━━ PROVIDED DATA ━━
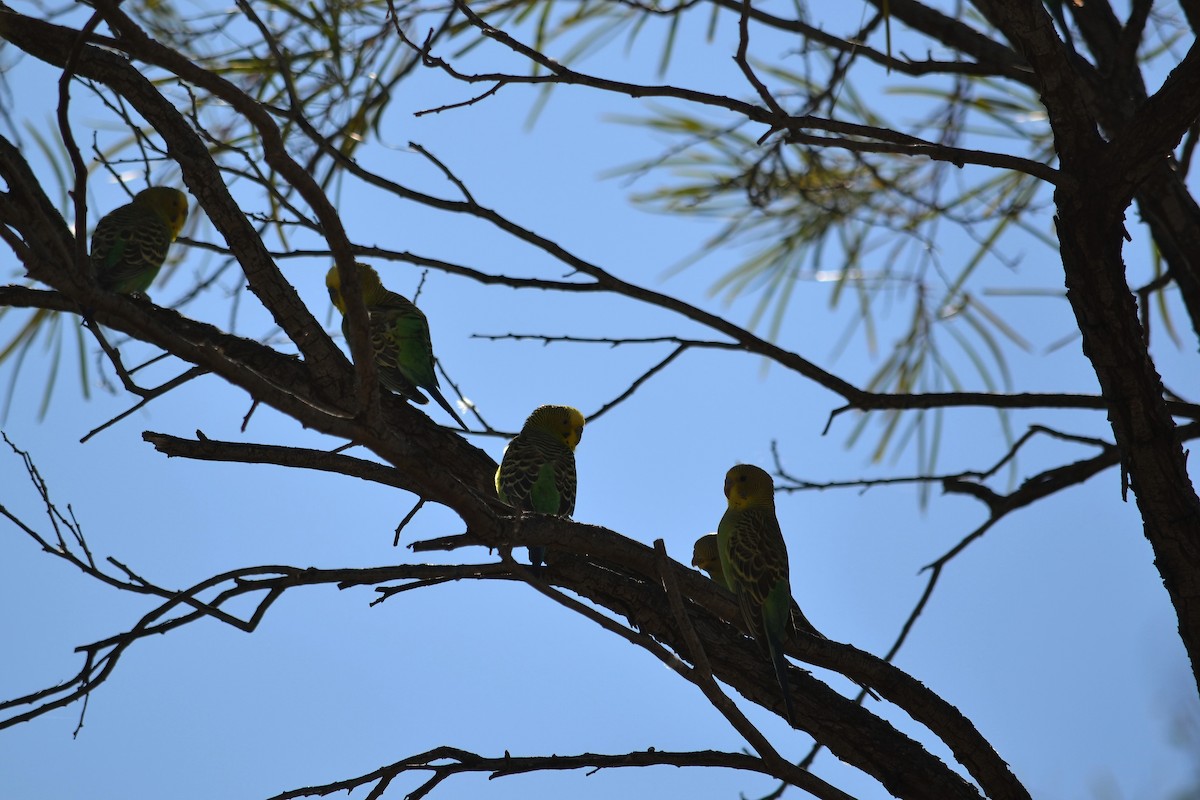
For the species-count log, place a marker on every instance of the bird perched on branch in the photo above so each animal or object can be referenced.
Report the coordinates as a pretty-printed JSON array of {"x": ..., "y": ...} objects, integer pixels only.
[
  {"x": 130, "y": 244},
  {"x": 754, "y": 559},
  {"x": 400, "y": 337},
  {"x": 538, "y": 469}
]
━━━
Render every line of the records above as a JSON list of strings, one string per line, skipping blank lines and omitting the pictures.

[
  "For the species-count log, place a marker on every instance of the bird perched on branch in the photo above so each animal or object can be referenced.",
  "Report the coordinates as a pretty-printed JSON array of {\"x\": ..., \"y\": ...} objects, integer pixels only.",
  "[",
  "  {\"x\": 130, \"y\": 244},",
  "  {\"x\": 754, \"y\": 559},",
  "  {\"x\": 400, \"y\": 337},",
  "  {\"x\": 538, \"y\": 469}",
  "]"
]